- [Short task] List each line of the material below that contains the word "white", copying the line in full. Letter case must match.

- [Given records]
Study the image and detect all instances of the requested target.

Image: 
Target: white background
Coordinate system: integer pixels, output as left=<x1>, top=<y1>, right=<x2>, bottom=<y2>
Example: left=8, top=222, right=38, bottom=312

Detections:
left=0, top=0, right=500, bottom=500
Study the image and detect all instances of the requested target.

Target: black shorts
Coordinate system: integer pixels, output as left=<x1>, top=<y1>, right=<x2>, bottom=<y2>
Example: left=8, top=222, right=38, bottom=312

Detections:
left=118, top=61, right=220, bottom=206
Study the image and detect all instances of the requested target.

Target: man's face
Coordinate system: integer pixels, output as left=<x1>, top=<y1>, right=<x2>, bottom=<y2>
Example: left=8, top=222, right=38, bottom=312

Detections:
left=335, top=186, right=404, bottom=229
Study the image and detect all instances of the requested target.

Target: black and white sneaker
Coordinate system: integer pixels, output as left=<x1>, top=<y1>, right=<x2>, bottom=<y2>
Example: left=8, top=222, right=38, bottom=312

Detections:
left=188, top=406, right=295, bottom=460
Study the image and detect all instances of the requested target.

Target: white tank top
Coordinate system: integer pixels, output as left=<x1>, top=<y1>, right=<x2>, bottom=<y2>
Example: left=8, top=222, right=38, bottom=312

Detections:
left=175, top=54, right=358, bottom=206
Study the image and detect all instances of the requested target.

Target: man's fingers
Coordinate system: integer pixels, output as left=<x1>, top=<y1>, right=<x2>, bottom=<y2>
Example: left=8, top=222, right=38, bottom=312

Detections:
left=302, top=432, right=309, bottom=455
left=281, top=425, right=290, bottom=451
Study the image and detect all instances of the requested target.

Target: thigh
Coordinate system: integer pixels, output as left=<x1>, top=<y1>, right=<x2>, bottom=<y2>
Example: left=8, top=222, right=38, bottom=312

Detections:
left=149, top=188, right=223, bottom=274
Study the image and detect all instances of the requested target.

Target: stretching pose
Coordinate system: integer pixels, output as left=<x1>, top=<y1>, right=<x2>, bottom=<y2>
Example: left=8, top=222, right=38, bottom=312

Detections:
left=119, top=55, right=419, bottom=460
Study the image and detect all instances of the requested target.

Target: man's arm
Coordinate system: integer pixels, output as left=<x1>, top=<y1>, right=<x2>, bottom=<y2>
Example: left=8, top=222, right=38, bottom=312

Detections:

- [Completed exercise]
Target: white background
Target: black and white sneaker
Target: white tank top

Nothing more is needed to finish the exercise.